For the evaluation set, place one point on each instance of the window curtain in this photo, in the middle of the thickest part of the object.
★ ★ ★ ★
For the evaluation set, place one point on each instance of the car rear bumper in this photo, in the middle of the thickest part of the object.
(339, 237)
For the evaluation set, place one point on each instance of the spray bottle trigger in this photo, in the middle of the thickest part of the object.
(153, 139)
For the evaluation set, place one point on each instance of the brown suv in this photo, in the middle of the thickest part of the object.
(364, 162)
★ ★ ★ ★
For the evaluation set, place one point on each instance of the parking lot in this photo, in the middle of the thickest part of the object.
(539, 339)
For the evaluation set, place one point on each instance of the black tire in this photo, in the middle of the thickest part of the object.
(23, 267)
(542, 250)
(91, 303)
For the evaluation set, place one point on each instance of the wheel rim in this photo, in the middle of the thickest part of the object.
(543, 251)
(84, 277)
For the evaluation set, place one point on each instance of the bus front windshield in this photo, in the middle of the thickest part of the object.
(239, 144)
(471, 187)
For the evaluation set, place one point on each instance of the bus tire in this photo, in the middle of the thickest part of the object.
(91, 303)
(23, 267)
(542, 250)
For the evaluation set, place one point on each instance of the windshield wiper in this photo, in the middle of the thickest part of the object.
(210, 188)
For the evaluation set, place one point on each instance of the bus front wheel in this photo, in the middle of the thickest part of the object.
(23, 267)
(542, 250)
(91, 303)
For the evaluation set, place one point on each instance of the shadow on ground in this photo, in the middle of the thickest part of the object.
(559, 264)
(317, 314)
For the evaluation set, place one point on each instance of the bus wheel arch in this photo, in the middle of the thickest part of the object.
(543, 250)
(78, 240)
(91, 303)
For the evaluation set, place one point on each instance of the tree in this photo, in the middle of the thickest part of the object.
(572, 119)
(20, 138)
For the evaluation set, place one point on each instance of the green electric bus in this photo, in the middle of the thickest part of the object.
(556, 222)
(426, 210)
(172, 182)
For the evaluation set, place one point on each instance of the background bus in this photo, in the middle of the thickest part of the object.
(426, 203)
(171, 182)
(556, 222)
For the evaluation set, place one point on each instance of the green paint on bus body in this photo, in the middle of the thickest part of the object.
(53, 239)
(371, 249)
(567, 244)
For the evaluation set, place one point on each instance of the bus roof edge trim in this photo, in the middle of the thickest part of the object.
★ ★ ★ ★
*TO BE DONE:*
Copy the listing again, starting at the line that contains "of the background" and stopping after the line that contains "the bus roof", with the requests left as they are. Scale every point coordinate by 2.3 and round each one to a whole number, with halves rounded up.

*WRITTEN ANSWER:*
For the evaluation set, place one point on each instance of the background bus in this photo, in the middle of the thickest part of the object.
(980, 467)
(393, 419)
(1279, 511)
For the evaluation set, place one point on each instance of the green paint on bus body in this photo, in the middle of the thickest part of the object.
(122, 550)
(853, 573)
(1304, 561)
For the evaluation set, place one point on each instance of the bus roof edge trim in this photo, in the middle of the thickest part of the object.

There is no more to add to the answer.